### TASK ITEM
Once every line containing "guardrail" has been counted, report the total for the data and nothing else.

### RECORDS SUPPLIED
◆ ◆ ◆ ◆ ◆ ◆ ◆

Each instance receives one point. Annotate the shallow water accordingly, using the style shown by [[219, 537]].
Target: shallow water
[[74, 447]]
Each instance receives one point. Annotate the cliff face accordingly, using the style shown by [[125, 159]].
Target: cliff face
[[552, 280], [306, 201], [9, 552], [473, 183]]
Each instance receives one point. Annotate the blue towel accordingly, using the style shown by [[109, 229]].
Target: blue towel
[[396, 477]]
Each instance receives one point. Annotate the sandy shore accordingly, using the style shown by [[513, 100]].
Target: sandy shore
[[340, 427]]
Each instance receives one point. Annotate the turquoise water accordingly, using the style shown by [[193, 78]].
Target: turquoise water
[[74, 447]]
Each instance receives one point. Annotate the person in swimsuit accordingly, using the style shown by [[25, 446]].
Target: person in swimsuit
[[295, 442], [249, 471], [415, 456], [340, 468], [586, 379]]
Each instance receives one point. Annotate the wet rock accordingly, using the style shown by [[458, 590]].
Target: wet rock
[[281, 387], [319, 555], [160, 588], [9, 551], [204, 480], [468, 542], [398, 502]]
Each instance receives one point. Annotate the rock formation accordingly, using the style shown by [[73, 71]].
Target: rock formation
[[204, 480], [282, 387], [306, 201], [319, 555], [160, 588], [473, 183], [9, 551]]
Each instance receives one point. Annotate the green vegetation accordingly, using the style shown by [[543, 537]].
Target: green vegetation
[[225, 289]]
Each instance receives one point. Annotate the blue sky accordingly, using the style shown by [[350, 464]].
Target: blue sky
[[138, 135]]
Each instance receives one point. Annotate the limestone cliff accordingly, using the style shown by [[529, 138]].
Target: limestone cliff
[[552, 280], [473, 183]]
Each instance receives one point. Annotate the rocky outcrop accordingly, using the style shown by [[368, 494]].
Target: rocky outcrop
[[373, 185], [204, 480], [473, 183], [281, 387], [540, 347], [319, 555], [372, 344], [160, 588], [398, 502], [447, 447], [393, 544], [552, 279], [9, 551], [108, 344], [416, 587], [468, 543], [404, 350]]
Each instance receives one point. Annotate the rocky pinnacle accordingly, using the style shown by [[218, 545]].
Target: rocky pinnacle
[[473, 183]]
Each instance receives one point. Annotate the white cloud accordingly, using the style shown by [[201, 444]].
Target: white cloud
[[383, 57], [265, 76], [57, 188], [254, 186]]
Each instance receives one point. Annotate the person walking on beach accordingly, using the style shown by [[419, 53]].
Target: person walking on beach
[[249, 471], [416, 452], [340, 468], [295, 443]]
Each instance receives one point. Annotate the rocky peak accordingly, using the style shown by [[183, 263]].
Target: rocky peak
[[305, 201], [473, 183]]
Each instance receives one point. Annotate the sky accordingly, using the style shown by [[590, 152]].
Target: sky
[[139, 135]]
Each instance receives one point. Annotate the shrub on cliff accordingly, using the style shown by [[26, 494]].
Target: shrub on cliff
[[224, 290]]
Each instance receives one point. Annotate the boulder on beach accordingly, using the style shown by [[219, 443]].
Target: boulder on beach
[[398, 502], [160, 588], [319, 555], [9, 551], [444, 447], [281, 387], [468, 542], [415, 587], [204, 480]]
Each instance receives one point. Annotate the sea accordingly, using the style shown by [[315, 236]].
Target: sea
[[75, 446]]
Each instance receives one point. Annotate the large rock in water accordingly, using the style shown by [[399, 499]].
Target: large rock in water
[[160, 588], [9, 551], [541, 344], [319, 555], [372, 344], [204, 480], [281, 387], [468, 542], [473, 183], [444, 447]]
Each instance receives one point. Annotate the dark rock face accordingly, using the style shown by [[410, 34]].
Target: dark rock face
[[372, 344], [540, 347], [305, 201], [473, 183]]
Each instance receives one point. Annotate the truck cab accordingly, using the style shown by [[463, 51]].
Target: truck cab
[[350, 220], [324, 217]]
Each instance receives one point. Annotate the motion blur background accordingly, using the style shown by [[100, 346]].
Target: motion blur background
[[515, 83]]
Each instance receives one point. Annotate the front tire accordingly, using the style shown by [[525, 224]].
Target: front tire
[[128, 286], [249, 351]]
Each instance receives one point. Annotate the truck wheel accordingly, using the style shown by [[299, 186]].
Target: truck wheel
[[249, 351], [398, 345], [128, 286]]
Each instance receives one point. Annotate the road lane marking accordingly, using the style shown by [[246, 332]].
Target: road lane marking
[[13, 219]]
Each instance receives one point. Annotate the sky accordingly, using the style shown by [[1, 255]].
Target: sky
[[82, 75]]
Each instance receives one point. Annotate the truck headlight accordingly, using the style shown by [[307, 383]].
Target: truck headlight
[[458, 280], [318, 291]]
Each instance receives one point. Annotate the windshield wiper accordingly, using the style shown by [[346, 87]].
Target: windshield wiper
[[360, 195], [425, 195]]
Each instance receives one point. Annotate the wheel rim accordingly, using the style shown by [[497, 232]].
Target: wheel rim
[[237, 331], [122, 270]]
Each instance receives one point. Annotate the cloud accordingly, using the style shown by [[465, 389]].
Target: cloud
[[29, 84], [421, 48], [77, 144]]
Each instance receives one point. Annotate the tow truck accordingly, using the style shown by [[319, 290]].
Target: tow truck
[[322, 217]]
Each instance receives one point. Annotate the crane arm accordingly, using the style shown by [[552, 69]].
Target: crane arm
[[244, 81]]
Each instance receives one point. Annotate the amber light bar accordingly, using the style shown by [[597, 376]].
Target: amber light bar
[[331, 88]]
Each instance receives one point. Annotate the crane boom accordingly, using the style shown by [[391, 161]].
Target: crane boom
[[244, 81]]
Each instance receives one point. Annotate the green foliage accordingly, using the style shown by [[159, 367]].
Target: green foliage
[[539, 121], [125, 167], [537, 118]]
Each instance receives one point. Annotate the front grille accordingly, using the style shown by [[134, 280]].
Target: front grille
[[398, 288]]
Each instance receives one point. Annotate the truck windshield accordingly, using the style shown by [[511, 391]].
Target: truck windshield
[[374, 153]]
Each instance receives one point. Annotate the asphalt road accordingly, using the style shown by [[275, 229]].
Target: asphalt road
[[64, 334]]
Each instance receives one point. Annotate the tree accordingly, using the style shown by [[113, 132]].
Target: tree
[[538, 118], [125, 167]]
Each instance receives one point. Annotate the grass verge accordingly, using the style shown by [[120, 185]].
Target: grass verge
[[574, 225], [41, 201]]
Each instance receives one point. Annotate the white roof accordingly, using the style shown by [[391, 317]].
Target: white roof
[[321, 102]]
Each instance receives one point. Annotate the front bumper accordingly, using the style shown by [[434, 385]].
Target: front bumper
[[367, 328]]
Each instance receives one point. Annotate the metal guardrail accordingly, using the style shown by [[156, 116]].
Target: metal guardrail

◆ ◆ ◆ ◆ ◆ ◆ ◆

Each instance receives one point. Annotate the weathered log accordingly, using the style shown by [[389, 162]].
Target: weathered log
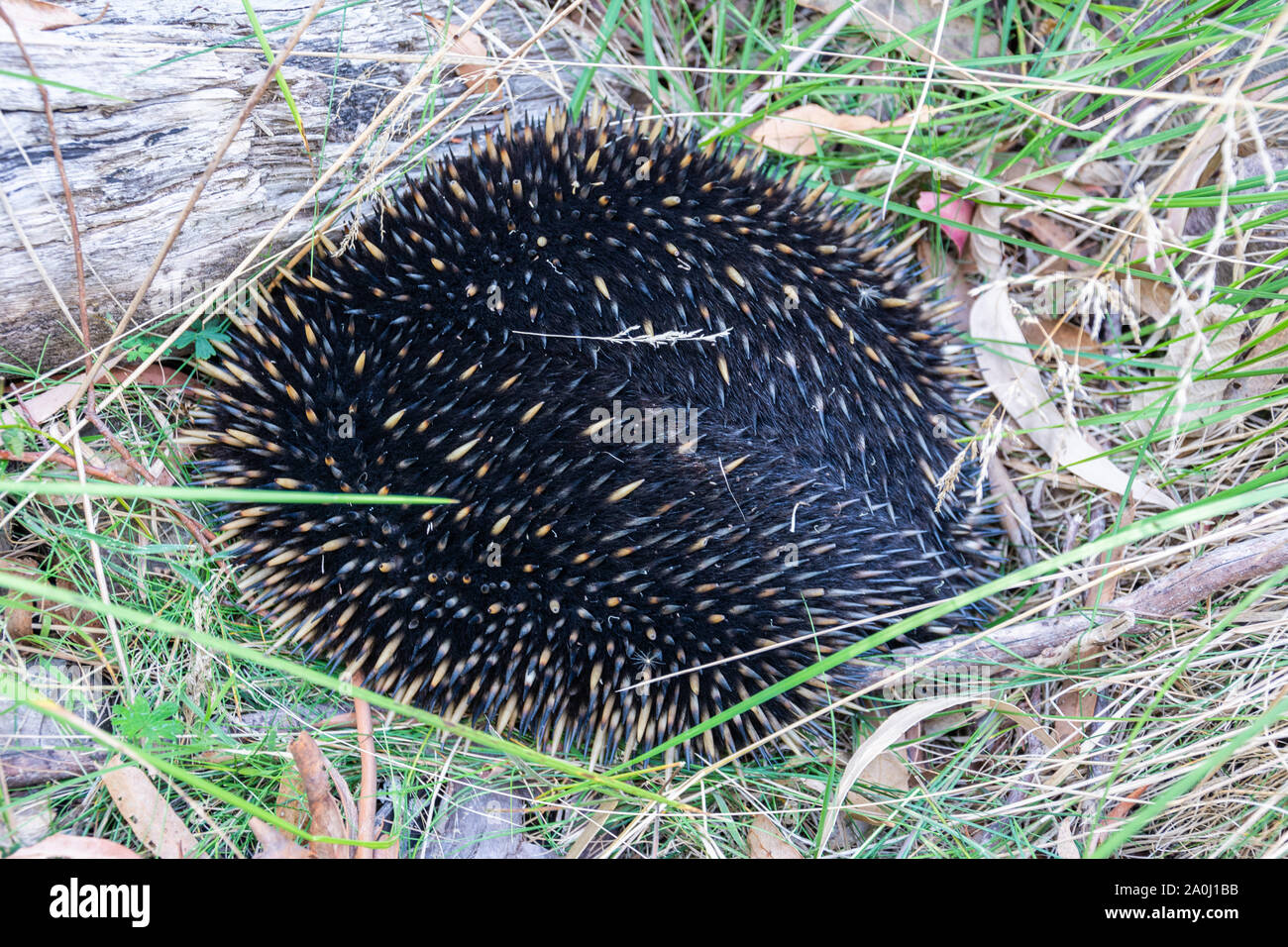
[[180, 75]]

◆ ◆ ◆ ◆ ◆ ◆ ◆

### WRITTEN RESPONSE
2